*** ENTRIES ***

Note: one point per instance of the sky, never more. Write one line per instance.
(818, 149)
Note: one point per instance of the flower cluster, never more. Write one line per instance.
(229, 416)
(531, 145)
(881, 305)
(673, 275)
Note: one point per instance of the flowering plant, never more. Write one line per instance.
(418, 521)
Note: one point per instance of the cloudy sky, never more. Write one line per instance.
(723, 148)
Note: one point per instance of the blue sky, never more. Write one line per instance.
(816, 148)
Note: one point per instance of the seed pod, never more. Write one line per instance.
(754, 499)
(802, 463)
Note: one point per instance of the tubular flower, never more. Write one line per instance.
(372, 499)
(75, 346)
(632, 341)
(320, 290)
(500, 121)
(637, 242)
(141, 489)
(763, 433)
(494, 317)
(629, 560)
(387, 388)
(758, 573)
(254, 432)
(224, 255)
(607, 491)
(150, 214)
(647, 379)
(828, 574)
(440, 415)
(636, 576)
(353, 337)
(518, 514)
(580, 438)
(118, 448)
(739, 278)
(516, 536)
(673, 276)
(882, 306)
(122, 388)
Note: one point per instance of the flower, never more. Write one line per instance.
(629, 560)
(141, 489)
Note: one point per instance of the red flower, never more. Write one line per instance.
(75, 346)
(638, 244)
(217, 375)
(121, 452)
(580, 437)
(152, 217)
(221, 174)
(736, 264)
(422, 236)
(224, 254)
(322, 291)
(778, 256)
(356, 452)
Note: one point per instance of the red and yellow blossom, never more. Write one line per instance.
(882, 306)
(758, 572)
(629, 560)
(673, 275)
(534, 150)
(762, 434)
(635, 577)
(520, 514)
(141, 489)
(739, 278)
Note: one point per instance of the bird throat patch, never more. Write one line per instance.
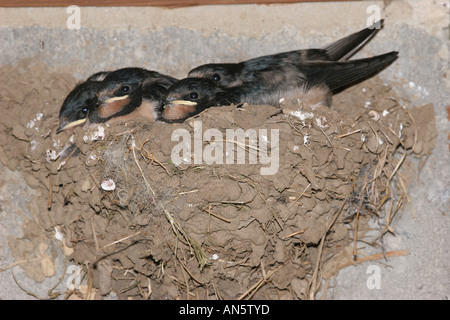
(112, 107)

***

• [TASK PROMPT] Reproduce every entry exactly, but omit each picture.

• [RESULT FOR THIS TASK]
Note: one point per instance of the sky, never more. Write one line per instance.
(818, 149)
Note: one point per instance of the flower cluster, never more. Write one line per instance.
(229, 416)
(531, 145)
(881, 305)
(673, 275)
Note: one point per instance of the flowering plant, never more. Write one line per instance.
(418, 521)
Note: one point per instance of the cloudy sky, never more. Write one line per instance.
(723, 148)
Note: one point per instance of the blue sky, never more. Write one line per instance.
(816, 148)
Note: one point per instance of the seed pod, never more. Write one line per instance.
(754, 499)
(802, 463)
Note: one point per instance of the tubular flower, never more. Write one line per instance.
(372, 499)
(75, 346)
(632, 341)
(320, 290)
(500, 121)
(637, 242)
(141, 489)
(763, 433)
(494, 317)
(629, 560)
(387, 388)
(758, 573)
(254, 432)
(224, 255)
(607, 491)
(150, 214)
(647, 379)
(828, 574)
(440, 415)
(636, 576)
(353, 337)
(518, 514)
(580, 438)
(118, 448)
(739, 278)
(516, 536)
(673, 276)
(882, 306)
(122, 388)
Note: one point per instance of the flower, never more. Write one line per instance.
(629, 560)
(141, 489)
Note: one point per instance of the red flower, never more. Write one line per instance.
(75, 346)
(638, 244)
(217, 375)
(121, 452)
(580, 437)
(152, 217)
(221, 174)
(736, 264)
(422, 236)
(224, 254)
(322, 291)
(778, 256)
(356, 452)
Note: one point per instance of the red and yellow blossom, never more. Write one line per instance.
(882, 306)
(758, 572)
(629, 560)
(673, 275)
(534, 150)
(762, 434)
(635, 577)
(520, 514)
(141, 489)
(739, 278)
Note: one point per instance of the bird throat patch, never more. Write one line per instance.
(112, 107)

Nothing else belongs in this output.